BEGIN Provided data

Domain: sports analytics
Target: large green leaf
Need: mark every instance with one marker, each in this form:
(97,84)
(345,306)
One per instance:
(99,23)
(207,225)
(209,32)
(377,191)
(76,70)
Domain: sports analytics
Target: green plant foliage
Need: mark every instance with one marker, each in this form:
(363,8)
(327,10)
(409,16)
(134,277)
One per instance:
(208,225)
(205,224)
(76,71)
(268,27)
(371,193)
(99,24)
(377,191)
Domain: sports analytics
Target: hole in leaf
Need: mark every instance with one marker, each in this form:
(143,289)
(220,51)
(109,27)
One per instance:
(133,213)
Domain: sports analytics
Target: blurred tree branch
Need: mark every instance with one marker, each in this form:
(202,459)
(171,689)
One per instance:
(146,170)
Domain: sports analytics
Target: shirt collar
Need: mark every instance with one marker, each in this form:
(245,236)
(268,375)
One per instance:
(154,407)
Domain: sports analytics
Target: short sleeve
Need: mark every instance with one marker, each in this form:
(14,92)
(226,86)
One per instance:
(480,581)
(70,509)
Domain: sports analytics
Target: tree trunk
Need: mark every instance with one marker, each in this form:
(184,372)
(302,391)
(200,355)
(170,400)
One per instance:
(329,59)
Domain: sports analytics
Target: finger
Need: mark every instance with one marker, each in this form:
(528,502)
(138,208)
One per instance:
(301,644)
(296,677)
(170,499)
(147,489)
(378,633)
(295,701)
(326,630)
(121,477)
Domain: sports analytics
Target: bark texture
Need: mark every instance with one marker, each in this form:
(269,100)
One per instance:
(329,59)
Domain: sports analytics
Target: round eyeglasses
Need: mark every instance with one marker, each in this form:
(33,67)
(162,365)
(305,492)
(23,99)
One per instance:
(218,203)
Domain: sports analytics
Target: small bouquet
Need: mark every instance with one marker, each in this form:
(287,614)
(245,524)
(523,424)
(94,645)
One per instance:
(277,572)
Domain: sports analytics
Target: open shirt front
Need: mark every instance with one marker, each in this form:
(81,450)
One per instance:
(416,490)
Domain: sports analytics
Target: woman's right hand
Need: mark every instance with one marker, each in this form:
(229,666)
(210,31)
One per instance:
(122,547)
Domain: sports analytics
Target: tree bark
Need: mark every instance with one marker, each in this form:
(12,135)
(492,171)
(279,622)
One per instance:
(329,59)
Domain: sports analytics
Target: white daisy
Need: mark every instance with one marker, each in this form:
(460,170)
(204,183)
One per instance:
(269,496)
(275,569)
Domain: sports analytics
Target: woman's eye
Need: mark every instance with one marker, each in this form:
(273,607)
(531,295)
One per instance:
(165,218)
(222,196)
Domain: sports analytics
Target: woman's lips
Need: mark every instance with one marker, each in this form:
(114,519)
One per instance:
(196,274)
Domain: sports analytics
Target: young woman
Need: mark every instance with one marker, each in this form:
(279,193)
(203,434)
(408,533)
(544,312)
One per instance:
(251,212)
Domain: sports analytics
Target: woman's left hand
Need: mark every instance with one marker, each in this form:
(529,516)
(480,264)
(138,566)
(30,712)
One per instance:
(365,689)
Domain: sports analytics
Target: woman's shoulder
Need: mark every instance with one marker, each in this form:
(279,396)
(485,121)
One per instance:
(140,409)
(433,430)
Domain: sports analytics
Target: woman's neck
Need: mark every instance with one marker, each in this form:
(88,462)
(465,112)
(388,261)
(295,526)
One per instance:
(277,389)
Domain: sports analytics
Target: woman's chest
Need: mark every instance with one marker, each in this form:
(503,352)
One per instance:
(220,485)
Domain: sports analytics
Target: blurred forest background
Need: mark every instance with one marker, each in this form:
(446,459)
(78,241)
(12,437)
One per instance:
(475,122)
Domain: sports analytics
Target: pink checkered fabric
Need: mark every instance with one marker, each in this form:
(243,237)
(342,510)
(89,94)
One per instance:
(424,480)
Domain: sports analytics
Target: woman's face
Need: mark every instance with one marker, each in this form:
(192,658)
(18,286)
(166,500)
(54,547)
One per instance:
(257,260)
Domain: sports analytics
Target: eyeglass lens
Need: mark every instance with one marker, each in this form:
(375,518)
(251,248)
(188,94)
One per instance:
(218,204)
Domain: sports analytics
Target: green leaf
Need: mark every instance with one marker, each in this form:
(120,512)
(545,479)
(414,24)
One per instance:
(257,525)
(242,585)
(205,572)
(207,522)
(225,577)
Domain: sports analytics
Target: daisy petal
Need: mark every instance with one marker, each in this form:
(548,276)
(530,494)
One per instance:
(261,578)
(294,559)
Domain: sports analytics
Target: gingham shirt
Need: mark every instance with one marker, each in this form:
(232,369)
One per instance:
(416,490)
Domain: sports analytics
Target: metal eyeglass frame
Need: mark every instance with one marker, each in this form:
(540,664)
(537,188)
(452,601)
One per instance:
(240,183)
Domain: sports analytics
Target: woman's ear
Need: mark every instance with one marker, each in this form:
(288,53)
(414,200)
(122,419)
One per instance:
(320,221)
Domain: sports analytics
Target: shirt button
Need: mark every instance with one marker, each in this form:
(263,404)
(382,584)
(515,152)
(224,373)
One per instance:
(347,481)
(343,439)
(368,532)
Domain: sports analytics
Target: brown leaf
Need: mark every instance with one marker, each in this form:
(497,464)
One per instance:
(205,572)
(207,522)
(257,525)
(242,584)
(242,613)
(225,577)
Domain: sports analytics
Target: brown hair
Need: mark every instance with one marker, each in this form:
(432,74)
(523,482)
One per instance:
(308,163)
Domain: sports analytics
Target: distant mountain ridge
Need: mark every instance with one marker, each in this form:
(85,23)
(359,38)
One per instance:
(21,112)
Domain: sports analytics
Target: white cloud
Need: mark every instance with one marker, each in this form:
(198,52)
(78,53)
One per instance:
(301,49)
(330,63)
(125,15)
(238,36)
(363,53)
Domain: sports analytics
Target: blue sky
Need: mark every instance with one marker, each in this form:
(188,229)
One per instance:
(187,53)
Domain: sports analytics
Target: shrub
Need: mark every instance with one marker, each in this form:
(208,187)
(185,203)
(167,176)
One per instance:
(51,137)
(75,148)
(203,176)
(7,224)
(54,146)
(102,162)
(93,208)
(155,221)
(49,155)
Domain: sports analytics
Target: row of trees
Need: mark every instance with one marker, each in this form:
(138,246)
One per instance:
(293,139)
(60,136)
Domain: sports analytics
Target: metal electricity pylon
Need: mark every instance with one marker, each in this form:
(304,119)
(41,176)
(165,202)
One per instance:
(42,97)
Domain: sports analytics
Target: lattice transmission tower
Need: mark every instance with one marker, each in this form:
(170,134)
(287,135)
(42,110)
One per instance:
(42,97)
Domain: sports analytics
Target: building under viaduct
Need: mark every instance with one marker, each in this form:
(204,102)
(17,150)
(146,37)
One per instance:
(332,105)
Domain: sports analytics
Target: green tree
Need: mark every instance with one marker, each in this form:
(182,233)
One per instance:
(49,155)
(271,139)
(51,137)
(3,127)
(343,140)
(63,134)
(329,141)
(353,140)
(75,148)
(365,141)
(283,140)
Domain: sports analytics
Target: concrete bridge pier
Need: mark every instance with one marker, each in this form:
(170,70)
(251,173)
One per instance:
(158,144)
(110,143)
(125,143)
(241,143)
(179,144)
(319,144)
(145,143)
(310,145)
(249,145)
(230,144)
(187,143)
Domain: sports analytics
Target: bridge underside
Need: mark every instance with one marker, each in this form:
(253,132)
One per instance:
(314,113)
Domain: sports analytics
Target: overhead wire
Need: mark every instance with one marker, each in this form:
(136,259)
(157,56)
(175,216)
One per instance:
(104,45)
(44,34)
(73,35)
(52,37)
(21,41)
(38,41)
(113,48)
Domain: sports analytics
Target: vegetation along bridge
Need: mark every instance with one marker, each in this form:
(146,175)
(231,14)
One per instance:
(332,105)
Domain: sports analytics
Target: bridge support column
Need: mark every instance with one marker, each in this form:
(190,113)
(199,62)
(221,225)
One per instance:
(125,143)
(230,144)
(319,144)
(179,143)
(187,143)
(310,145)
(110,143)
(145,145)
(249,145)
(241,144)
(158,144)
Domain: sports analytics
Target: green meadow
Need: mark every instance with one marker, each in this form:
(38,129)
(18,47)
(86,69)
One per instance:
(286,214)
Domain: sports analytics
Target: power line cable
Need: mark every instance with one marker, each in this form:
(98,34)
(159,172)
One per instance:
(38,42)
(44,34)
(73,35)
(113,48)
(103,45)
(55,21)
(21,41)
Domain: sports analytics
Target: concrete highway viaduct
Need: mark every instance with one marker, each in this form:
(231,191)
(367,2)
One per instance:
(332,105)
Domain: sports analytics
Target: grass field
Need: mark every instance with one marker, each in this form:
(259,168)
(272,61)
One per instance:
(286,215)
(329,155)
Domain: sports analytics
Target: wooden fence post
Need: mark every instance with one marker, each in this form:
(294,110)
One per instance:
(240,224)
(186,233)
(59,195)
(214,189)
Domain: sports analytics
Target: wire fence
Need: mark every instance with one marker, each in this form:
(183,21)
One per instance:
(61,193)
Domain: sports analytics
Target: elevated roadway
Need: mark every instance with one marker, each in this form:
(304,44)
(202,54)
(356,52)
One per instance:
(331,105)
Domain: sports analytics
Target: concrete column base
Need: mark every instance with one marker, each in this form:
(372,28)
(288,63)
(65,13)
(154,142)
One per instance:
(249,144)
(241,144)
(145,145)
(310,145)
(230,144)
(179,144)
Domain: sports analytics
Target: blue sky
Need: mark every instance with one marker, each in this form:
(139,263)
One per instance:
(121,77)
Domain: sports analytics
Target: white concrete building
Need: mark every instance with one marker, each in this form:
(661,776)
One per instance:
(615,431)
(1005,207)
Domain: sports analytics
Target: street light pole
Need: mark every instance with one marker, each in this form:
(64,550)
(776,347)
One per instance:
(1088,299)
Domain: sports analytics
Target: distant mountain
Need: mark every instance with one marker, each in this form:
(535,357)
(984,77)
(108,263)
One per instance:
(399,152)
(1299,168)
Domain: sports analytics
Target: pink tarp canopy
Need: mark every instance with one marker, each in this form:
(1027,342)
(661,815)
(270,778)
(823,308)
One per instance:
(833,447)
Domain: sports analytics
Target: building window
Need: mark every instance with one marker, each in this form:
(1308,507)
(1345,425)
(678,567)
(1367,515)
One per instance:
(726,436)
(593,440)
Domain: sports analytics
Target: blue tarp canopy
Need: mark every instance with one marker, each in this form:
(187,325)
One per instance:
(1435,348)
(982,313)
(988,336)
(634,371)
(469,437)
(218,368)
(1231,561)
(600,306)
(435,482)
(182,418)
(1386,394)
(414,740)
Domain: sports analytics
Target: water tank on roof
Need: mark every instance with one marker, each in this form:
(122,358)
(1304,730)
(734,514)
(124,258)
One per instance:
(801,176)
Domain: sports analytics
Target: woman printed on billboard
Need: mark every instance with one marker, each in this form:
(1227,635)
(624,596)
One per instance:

END Provided data

» **What to do**:
Count the lines in the items above that contain the string "building", matching case exactly, and reply with only that number.

» **Solution below**:
3